:: WHAT YOU WILL DO ::
Copy out word for word the line with "and white striped" and the lines that follow it in the listing below, up to the final one.

:: INFORMATION SUPPLIED ::
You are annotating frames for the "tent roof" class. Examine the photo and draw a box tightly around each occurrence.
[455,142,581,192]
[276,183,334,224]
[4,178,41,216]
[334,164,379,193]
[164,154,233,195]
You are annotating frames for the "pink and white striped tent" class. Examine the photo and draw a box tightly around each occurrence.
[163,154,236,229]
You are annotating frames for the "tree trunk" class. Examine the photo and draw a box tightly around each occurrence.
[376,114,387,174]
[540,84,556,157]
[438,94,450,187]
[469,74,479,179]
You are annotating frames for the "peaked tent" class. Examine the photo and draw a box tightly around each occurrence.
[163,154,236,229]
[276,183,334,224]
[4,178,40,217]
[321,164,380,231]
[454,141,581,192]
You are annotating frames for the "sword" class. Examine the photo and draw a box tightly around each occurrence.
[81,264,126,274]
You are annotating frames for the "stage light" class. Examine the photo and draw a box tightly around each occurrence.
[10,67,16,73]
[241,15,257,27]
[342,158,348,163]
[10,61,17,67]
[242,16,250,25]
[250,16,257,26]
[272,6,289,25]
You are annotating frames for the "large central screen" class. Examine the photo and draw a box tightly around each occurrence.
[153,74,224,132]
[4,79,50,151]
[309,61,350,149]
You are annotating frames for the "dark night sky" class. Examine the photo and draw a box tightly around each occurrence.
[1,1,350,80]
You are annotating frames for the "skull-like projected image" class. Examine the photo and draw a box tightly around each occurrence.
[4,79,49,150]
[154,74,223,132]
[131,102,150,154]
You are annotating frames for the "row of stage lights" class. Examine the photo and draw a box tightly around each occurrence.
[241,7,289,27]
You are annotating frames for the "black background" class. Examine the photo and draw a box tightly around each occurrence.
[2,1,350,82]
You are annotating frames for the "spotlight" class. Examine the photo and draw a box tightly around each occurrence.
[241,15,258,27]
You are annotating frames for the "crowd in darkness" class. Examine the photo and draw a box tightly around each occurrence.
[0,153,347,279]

:: EXERCISE OUTPUT ::
You are annotating frames for the "pink and white striped tent" class. Examine the photo and draw a box tightly around each occurrence.
[163,154,236,229]
You are annotating frames for the "tree trunk" class. Examine the photo and draw a box tightly around each occurrence.
[376,114,387,174]
[540,84,556,157]
[438,94,450,187]
[469,74,479,179]
You are annotating frames for the "peaked tent" class. Examine the photo and draw a box tightly around each occurrence.
[163,154,236,229]
[276,183,334,224]
[4,178,40,217]
[321,164,380,231]
[454,141,581,192]
You are annotating frames for the "sword" class. Examine the photo and draw a box tightly around each occurrence.
[81,264,126,274]
You are annotating frames for the "stage light" class. Examine the photo and draw a box tightly around each occurrence.
[10,67,16,73]
[241,15,257,27]
[342,158,348,163]
[10,61,17,67]
[242,16,250,25]
[250,16,257,26]
[272,6,289,25]
You are annotating frames for the "large central screen" class. Examine the photo and draw a box tightly around each occurrence.
[153,74,224,132]
[4,79,50,151]
[309,61,350,149]
You are annotating frames for the "dark night sky" class. Examine the photo and draw a box tightly around each occurrence.
[1,1,350,80]
You are annotating frames for the "skull-like projected image" class. Examine the photo and draw a box tightly around each occurrence.
[4,79,49,150]
[154,74,223,132]
[131,102,150,154]
You are annotating frames for the "row of stage lights" class. Examine the photo and draw a box tightly around each occurrence.
[241,7,289,27]
You are annotating frames for the "black background" class. Examine the photo and draw a box tightly around each occurrence.
[2,1,350,82]
You are annotating frames for the "spotlight" class. Examine the photo and draw a box tightly around each occurrence.
[241,15,258,27]
You are annotating frames for the "crowd in darkness" class. Examine the photo and draw a box tightly around each occurrence.
[0,153,347,279]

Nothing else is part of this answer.